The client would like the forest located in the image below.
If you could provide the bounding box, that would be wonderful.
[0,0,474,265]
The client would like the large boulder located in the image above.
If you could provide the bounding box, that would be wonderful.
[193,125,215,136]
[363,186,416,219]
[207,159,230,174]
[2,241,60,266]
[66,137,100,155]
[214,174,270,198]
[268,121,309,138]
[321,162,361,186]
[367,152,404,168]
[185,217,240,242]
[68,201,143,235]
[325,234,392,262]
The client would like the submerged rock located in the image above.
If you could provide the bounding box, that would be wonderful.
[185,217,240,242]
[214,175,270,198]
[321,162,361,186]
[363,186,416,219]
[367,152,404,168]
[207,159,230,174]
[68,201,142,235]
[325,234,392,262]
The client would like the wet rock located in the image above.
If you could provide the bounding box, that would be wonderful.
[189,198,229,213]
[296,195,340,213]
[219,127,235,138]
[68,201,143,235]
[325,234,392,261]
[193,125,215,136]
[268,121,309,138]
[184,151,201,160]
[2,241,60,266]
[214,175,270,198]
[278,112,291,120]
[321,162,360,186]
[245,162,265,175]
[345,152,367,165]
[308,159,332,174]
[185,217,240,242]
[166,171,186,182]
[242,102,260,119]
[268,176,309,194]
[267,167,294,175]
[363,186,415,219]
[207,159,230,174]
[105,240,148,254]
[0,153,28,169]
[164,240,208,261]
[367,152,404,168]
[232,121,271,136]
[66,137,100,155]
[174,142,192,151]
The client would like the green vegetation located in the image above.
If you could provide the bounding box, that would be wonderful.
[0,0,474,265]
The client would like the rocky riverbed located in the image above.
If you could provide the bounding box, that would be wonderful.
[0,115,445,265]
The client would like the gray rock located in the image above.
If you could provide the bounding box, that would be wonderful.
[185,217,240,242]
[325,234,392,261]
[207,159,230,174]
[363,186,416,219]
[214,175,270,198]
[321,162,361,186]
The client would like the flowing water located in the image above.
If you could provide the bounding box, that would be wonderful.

----

**Directions for this task**
Rewrite all of the lines above, replacing "bounding box" with "bounding rectangle" and leaving everything else unchanged.

**Response to the exercise**
The client would like the forest located in the image below.
If you could provide the bounding rectangle, that would be wonderful.
[0,0,474,265]
The client would like the large boulder located in the image above.
If you could provide the bounding rectangle, that would be wonderful.
[193,125,215,136]
[363,186,416,219]
[207,159,230,174]
[2,241,60,266]
[66,137,100,155]
[214,174,270,198]
[268,121,309,138]
[321,162,361,186]
[367,152,404,168]
[185,217,240,242]
[68,201,143,235]
[325,234,392,262]
The client would like the submerged rock located in the image above.
If you could provide the bounding rectangle, that would be wonderful.
[185,217,240,242]
[214,175,270,198]
[321,162,361,186]
[363,186,416,219]
[367,152,404,168]
[207,159,230,174]
[68,201,142,235]
[325,234,392,262]
The client would like the wet rock located in the image above.
If you could provide the bounding rectangle, that would be wonderful.
[189,198,229,213]
[296,195,340,213]
[219,127,235,138]
[68,201,143,235]
[325,234,392,261]
[193,125,215,136]
[268,121,309,138]
[184,151,201,160]
[2,241,60,266]
[214,175,270,198]
[278,112,291,120]
[321,162,360,186]
[245,162,265,175]
[345,152,367,165]
[308,159,332,174]
[185,217,240,242]
[166,171,186,182]
[242,102,260,119]
[268,176,309,194]
[267,167,294,175]
[363,186,415,219]
[207,159,230,174]
[105,240,148,254]
[0,153,28,169]
[164,240,208,261]
[367,152,404,168]
[232,121,271,136]
[66,137,100,155]
[174,142,192,151]
The client would like the green vegetation located in the image above.
If you could provide the bounding rectangle, that would be wonderful.
[0,0,474,265]
The client would like the rocky riverbed located in the image above.
If you could provide the bounding rectangle, that would be wonderful.
[0,115,445,265]
The client would like the gray rock located in the image above.
If you could provide the bounding rectangle, that would be wonderful.
[185,217,240,242]
[325,234,392,261]
[207,159,230,174]
[363,186,416,219]
[214,175,270,198]
[321,162,361,186]
The client would like the flowing water located in the image above.
If you could provide the bounding rectangle, that would be wonderful.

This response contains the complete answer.